======== ESTRATTO DEL DOCUMENTO ========

Quando speravano ancora di avere da me delle indicazioni per arrestare qualcuno, quei signori andavano dicendo che se li aiutavo un po’ non mi avrebbero fucilato. Noi pensiamo al futuro, dicevano, e vogliamo salvare degli uomini intelligenti per l’Europa e per la civiltà. Ho risposto che, secondo me, l’Europa e la civiltà hanno bisogno soprattutto di uomini onesti. Il mio pensiero è tutto qui. E oggi sono convinto che non è onesto per nessun italiano rimanere con le mani in mano. Il tempo stringe; i mesi in cui possiamo ancora fare qualcosa, sono pochi, forse pochissimi; non c’è da perdere neppure un minuto e tu devi lasciarci combattere questa battaglia. Non hai il diritto di impedircelo. Ricorda che noi siamo alleati non perché facciamo la stessa guerra, ma perché ci battiamo per la stessa idea. E per quell’idea questa è la prima battaglia, la premessa indispensabile. Dopo ne verranno altre. Combatteremo anche quelle. Vinceremo? Io penso che per noi stessi, per la nostra coscienza, anche allora, come adesso, importi soprattutto e innanzitutto combattere.

======== DATI ========

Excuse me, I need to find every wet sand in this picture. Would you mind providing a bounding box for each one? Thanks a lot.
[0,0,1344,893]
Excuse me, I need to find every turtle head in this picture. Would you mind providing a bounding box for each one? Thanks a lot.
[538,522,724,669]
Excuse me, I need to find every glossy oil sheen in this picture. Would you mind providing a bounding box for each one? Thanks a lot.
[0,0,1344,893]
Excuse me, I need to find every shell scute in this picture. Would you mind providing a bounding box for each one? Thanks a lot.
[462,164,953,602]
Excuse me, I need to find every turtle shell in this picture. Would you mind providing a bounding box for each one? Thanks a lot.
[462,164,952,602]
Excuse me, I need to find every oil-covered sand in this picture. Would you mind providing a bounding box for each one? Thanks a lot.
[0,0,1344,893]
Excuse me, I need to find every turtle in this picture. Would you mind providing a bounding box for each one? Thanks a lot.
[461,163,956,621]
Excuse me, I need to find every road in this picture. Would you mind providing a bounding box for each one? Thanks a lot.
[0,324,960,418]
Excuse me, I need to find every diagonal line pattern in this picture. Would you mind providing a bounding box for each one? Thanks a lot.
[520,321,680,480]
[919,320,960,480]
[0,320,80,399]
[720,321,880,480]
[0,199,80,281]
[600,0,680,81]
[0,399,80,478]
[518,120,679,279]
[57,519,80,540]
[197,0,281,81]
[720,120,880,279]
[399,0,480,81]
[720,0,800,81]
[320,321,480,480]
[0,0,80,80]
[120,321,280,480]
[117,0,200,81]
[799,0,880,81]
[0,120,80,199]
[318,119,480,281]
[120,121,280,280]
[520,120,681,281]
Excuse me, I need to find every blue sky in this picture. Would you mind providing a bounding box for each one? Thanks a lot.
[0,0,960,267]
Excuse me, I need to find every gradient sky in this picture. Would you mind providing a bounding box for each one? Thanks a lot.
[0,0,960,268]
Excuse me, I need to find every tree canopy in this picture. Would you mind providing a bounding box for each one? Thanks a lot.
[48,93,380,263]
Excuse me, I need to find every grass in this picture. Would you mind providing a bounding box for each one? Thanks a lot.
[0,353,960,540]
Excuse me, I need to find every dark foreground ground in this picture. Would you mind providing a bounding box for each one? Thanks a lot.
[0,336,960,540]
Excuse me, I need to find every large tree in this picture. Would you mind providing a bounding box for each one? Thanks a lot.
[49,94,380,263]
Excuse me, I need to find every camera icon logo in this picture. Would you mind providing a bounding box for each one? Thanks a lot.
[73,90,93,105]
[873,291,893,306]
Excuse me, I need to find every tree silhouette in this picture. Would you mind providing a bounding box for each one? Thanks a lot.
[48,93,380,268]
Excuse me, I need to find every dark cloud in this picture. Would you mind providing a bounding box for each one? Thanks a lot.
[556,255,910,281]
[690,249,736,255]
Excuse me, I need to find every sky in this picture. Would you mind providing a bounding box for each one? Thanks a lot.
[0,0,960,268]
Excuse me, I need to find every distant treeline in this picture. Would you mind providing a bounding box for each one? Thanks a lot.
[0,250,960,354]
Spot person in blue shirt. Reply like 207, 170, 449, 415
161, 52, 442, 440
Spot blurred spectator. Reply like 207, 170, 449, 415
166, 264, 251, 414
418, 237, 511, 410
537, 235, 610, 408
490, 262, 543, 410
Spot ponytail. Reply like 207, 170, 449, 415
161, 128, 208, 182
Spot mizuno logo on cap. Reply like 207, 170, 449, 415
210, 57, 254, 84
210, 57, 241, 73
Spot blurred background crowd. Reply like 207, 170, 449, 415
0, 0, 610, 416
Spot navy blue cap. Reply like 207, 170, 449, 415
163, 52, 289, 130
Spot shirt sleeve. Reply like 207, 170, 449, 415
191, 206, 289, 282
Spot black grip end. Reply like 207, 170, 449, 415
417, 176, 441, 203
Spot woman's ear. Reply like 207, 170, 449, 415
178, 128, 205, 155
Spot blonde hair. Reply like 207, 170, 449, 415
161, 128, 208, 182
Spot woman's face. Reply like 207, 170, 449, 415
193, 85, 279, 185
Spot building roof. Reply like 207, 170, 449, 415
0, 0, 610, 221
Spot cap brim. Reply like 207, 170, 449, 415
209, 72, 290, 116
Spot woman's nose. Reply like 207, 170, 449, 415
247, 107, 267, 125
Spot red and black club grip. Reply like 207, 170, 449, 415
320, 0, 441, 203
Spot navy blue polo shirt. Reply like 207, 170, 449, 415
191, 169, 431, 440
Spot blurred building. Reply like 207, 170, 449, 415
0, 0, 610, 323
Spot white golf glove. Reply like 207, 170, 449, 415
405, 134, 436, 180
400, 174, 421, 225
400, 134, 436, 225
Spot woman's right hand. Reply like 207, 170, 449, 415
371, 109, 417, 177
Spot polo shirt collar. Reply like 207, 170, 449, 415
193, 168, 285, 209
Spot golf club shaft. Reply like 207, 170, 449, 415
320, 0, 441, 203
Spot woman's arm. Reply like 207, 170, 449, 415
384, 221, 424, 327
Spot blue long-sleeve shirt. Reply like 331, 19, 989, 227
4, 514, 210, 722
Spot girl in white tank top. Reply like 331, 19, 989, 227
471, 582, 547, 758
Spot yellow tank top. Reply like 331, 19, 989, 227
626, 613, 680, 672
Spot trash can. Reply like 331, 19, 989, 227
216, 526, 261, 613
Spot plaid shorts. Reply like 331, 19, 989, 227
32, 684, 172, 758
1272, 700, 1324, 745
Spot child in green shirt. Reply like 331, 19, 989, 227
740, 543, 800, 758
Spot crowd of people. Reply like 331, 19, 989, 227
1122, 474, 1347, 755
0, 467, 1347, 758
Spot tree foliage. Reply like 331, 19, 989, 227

========

CONSEGNA E REQUISITI:
Prosegui il brano sulla scelta di combattere per un'idea comune, riprendendo subito dopo l'ultima frase riportata.

RISPOSTA AL PROBLEMA:
2.

Nelle ore dell’insurrezione, Franchi non ci sarà: il colpo di mano – il tentativo di far evadere Maurizio – è l’ultimo episodio della guerra che ha vissuto da uomo libero. Non fu deportato perché oramai la guerra era verso la fine, e i treni di deportazione non partivano più: dopo essere stato trasferito – insieme a Catone – a Verona, il 25 aprile si troverà in un campo di prigionia di Bolzano, e andrà a Berna da McCaffery.
Forse sono state anche le sue relazioni con gli Alleati a evitargli la fucilazione, forse è stata solo fortuna – in ogni caso, uscirà a testa alta dal suo impegno nella Resistenza.
Come in quella riunione in cui si fece detonatore, il resto dei suoi anni li passerà all’insegna dell’anticomunismo, e per questa ragione sarà un protagonista della lotta di liberazione spesso dimenticato perché difficile da raccontare. L’ultimo suo libro sarà mandato in stampa tre mesi dopo la sua morte, nel 2000, proprio con il titolo Testamento di un anticomunista, e sarà il risultato di un’intervista rilasciata da Franchi, ormai malato, al giornalista Aldo Cazzullo.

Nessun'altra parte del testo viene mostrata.